TASK STATEMENT
Compute how many lines in the listing below hold the string "background", then state only the result.

RECORDS PROVIDED
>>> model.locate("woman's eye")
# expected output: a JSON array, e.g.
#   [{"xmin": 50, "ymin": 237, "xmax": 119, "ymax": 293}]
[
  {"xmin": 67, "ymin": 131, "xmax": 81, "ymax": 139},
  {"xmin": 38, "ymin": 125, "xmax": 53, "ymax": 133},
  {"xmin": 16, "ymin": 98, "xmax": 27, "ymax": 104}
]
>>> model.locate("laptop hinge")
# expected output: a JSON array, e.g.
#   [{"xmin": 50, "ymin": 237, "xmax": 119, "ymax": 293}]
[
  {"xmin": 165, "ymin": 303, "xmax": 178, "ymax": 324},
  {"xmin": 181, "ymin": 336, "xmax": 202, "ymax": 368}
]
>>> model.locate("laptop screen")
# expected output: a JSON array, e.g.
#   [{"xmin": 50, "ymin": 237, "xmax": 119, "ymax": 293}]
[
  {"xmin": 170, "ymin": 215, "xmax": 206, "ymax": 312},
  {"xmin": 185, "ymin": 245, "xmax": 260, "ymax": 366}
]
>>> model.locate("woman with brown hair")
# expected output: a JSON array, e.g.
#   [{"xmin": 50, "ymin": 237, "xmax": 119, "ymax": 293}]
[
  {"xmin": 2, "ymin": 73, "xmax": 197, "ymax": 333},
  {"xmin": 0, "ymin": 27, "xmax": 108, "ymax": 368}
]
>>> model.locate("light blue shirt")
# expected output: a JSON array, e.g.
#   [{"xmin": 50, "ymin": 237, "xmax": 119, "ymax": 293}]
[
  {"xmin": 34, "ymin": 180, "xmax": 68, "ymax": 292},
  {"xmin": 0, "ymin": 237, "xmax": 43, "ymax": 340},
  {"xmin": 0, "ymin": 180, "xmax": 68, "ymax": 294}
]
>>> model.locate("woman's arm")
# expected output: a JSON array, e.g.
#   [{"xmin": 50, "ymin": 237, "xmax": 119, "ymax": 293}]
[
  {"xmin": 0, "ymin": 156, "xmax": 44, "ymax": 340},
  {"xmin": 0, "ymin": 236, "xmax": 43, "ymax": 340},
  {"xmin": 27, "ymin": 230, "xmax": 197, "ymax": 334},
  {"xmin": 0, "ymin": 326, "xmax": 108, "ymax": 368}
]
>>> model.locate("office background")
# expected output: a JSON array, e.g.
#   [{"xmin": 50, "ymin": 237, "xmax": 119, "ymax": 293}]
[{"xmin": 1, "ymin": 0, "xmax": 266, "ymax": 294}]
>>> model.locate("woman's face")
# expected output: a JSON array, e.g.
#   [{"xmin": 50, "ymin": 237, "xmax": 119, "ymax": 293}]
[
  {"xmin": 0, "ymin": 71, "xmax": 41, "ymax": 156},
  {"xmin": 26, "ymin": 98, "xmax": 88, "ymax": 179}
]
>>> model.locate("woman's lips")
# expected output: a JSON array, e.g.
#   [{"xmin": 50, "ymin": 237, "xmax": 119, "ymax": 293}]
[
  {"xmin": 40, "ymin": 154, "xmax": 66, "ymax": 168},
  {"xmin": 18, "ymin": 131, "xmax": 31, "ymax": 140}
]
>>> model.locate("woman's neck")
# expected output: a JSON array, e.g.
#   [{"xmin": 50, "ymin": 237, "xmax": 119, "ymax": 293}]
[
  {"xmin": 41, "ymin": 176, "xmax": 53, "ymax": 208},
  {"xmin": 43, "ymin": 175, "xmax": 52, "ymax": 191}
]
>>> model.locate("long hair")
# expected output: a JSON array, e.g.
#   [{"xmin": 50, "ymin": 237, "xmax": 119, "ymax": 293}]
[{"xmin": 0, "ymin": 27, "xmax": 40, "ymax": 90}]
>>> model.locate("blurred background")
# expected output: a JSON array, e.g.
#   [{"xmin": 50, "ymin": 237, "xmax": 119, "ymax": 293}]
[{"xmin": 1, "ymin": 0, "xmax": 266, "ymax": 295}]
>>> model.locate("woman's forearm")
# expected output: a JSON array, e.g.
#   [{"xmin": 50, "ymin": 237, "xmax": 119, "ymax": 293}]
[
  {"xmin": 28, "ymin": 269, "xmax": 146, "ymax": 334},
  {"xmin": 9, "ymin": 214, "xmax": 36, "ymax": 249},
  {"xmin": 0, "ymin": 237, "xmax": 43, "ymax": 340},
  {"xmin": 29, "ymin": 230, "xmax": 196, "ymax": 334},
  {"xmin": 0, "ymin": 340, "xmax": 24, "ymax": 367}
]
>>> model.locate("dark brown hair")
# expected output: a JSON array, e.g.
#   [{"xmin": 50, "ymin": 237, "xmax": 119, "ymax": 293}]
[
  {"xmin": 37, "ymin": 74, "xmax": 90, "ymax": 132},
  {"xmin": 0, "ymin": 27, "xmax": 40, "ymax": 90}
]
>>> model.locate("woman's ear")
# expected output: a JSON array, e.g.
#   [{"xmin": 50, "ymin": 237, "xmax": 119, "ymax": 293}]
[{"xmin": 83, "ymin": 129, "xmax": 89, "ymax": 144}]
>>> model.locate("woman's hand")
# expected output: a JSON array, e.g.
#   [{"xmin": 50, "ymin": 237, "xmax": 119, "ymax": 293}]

COMPLETED TASK
2